Assignment → Copy the newsletter from "Feature: Strategic Planning" to "for engineering education.", changing "teamwork" to "collaboration".

Page text →
Spring 2006 Newsletter

From the Dean

Dean Leah Jamieson

Four years ago, Purdue Engineering embarked on a journey marked by dramatic growth in our faculty, facilities, and research enterprise, along with ambitious goals for our educational programs. The path is guided by a strategic plan that is every bit as aggressive as the university's plan--and we've enjoyed extraordinary success. A gratifying recent recognition is the No. 6 ranking of our graduate programs by U.S. News and World Report. In this e-Newsletter, we provide you with an abbreviated report on our progress.

We are not resting on our laurels. Propelled by our successes so far, we're setting new goals and renewing our commitment to preeminence. As we go forward, it's my privilege to work with the college's Engineering Leadership Team, as well as all the outstanding people associated with Purdue Engineering.


Leah H. Jamieson
Interim Dean of Engineering
contact: doecmnt@ecn.purdue.edu

Feature: Strategic Planning

Purdue Engineering's mission—to educate tomorrow's engineering leaders and innovators, to create new knowledge, and to impact the world through discovery—is the foundation of the college's aggressive strategic plan.

The plan, now in its fifth year, asserts a commitment to preeminence, requires principled action and sustained change, and expects teamwork and ingenuity as we work to become the preeminent institution for engineering education.

We show tremendous progress in several areas, respectable improvements in most, and the need to address challenges in others as we look forward to developing the next five–year plan.

Here's a look at our progress over the past four years.


Students, Faculty, and Staff

Cluster-Hire Distribution by Signature Area
  • The undergraduate student to faculty ratio improved from 23:1 to 19:1.
  • Our undergraduate students are opting into novel opportunities to grow professionally, succeed academically, serve their communities, and learn valuable life and leadership skills through experiential learning.
  • Our graduate program was just ranked 6th in the nation by U.S. News and World Report, up from 13th in 2002. Six of our disciplines are ranked in the top 10.
  • We have doubled graduate enrollments in our distance learning degree programs.

Data section →
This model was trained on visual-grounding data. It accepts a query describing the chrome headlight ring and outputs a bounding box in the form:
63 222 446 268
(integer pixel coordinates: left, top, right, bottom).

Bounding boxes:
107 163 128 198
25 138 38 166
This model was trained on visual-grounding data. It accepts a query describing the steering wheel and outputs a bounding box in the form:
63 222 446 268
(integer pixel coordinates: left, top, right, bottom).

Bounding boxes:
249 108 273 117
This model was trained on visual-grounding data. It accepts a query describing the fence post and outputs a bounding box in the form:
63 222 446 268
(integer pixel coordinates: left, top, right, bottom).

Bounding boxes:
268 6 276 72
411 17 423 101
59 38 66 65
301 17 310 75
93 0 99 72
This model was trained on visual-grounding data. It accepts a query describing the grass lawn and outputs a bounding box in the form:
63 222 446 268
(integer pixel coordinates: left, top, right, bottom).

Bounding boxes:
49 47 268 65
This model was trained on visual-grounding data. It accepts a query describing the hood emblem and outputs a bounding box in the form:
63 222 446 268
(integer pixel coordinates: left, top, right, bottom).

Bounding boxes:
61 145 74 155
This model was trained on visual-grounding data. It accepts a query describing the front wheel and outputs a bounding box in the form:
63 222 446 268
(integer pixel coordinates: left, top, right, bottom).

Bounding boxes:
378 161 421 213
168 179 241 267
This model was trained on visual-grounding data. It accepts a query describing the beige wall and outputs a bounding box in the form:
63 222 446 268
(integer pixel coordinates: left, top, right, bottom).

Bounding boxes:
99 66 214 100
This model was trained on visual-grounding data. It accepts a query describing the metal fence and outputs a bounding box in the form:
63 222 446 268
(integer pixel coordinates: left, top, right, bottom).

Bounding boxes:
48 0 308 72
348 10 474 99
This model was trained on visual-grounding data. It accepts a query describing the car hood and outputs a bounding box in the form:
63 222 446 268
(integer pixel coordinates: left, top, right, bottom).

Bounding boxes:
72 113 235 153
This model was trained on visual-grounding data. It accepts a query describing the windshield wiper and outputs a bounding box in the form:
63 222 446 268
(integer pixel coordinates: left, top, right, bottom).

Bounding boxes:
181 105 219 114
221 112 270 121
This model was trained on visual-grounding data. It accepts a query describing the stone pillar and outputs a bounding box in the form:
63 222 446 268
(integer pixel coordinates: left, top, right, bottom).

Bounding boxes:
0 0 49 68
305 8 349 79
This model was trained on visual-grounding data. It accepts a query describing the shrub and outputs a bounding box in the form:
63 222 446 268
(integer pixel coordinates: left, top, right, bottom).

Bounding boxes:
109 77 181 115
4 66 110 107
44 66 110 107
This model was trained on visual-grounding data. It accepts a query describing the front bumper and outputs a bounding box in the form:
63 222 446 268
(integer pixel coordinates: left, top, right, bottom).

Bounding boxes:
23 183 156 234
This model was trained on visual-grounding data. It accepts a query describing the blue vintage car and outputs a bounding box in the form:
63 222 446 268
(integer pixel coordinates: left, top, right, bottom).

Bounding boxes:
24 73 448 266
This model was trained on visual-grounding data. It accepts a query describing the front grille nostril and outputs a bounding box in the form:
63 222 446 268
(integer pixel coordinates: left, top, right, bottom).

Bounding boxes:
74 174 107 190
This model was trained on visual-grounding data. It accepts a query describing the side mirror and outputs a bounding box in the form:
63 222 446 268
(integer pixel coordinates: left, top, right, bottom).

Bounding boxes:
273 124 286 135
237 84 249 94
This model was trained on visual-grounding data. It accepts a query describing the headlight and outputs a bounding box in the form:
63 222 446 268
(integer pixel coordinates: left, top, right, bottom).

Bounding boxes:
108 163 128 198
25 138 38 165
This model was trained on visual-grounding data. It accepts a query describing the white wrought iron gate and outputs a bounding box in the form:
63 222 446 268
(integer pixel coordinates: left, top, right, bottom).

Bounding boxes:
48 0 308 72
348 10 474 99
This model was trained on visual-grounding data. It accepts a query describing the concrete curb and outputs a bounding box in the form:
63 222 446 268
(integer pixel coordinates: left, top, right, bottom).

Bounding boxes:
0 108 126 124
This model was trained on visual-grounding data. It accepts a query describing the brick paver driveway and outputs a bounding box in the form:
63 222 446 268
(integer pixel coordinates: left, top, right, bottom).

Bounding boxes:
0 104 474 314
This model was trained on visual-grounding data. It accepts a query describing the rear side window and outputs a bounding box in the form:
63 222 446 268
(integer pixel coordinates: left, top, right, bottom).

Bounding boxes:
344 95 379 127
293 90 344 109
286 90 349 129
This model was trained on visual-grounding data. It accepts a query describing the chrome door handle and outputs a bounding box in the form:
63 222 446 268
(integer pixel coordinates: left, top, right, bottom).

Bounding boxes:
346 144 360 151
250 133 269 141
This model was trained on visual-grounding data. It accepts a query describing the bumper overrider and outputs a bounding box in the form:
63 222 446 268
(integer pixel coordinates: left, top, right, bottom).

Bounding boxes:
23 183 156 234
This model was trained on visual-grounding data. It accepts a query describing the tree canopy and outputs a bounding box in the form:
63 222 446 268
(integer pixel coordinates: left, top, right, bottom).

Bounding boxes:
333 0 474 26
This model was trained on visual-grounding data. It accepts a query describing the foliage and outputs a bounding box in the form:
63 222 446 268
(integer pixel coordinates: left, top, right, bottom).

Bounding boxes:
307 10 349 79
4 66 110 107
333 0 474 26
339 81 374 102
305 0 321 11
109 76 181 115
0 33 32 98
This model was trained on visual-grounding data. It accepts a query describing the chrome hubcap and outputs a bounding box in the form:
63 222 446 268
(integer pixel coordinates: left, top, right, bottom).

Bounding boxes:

Solved problem →
Feature: Strategic Planning

Purdue Engineering's mission—to educate tomorrow's engineering leaders and innovators, to create new knowledge, and to impact the world through discovery—is the foundation of the college's aggressive strategic plan.

The plan, now in its fifth year, asserts a commitment to preeminence, requires principled action and sustained change, and expects collaboration and ingenuity as we work to become the preeminent institution for engineering education.